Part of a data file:
----------

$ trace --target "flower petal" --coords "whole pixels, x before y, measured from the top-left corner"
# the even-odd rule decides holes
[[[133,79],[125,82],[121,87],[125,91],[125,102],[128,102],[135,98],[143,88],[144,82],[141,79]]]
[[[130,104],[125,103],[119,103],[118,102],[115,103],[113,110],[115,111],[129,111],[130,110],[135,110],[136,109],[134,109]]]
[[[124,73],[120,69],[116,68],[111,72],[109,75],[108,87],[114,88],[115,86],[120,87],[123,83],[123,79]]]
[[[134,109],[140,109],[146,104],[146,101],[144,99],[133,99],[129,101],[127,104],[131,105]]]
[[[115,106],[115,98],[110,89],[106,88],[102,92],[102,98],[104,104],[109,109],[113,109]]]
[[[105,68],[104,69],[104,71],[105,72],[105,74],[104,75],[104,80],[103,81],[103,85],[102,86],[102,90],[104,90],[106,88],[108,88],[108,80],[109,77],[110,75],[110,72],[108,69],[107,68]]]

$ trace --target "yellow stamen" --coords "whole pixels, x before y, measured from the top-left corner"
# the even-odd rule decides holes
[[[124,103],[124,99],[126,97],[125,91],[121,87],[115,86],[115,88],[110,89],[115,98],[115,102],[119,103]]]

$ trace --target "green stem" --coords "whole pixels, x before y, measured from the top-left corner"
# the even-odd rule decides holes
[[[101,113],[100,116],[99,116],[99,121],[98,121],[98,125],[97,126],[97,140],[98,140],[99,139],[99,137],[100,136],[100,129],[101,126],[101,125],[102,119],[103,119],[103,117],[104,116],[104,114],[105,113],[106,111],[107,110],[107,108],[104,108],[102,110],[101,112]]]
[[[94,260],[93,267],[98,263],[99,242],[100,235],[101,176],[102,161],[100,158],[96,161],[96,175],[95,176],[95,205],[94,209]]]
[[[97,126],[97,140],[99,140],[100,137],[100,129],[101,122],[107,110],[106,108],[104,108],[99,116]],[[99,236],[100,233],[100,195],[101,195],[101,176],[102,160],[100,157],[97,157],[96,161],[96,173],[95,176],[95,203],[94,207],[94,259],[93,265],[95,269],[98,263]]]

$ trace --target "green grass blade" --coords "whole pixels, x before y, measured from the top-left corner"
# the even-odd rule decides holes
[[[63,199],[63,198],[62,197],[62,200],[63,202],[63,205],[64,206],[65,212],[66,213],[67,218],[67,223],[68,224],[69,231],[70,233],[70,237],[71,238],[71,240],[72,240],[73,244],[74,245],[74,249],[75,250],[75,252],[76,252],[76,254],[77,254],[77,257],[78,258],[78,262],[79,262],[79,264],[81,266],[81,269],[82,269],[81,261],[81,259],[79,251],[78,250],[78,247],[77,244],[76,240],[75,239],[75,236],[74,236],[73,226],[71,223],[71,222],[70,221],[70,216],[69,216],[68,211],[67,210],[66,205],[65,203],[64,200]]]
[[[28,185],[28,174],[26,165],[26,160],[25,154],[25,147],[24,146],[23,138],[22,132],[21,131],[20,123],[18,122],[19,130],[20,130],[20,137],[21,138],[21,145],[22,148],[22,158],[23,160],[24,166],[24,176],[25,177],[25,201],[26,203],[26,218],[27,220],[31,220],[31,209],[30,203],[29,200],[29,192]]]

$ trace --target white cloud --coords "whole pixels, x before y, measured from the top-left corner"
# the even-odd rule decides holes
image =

----------

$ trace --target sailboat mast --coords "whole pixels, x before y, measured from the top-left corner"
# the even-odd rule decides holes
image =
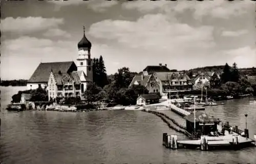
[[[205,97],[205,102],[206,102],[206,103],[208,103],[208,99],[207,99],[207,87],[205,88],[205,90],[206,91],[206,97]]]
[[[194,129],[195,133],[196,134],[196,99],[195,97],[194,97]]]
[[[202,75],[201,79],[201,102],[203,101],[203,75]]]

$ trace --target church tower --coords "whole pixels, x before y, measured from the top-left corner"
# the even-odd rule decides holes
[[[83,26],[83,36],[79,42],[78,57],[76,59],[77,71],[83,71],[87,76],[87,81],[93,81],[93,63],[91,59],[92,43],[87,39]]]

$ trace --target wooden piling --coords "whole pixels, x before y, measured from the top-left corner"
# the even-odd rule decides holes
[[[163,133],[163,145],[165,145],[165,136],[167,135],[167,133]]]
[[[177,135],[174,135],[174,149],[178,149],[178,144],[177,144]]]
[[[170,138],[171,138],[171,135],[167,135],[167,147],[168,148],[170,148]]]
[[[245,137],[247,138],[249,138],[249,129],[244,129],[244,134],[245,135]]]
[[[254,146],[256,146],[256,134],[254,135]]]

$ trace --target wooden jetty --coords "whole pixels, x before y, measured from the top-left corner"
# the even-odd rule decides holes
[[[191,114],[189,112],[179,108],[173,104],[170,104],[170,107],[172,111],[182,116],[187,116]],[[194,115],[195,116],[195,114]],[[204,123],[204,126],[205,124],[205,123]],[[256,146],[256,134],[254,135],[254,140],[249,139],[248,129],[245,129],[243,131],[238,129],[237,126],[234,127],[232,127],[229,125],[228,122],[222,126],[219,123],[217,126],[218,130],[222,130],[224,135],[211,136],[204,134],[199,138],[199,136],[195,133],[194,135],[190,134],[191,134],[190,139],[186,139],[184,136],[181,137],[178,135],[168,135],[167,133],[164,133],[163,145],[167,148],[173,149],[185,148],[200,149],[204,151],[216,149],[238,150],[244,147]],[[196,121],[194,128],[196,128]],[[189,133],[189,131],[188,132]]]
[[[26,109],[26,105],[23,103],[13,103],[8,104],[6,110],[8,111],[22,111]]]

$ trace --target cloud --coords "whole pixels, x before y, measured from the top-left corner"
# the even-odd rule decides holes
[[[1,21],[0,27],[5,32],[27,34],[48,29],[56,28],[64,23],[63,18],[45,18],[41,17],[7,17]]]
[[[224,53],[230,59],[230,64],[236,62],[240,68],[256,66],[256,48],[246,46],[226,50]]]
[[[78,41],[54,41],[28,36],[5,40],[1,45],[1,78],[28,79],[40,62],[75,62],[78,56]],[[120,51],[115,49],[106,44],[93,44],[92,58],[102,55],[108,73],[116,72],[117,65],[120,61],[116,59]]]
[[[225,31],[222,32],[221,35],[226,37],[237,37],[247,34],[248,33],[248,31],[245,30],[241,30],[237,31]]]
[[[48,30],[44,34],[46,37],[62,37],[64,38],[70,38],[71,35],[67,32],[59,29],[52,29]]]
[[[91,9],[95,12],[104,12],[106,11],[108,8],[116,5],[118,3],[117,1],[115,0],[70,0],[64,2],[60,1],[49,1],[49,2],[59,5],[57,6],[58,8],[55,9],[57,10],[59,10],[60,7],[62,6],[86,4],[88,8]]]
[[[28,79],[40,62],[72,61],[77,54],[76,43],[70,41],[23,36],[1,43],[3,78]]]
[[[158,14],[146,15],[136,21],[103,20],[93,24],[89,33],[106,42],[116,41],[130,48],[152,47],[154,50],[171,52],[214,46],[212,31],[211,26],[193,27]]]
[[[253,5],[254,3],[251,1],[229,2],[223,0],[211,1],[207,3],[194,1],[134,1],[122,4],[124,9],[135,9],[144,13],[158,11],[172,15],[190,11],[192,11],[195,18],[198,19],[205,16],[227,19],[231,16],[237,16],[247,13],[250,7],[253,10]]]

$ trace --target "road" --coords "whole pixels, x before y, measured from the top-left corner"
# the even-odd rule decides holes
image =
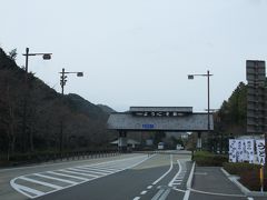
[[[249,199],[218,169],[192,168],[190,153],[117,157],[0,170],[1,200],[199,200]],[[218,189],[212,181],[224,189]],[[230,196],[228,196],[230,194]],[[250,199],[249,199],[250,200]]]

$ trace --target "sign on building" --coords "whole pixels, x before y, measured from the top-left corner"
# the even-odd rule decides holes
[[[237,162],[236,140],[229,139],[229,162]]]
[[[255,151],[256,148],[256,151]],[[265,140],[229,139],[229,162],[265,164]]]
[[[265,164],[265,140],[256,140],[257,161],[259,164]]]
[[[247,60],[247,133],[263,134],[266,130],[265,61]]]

----------

> Problem to solve: Please count the lines of the records above that contain the string "wooden", matching case exactly. Give only the number.

> Exercise output: 2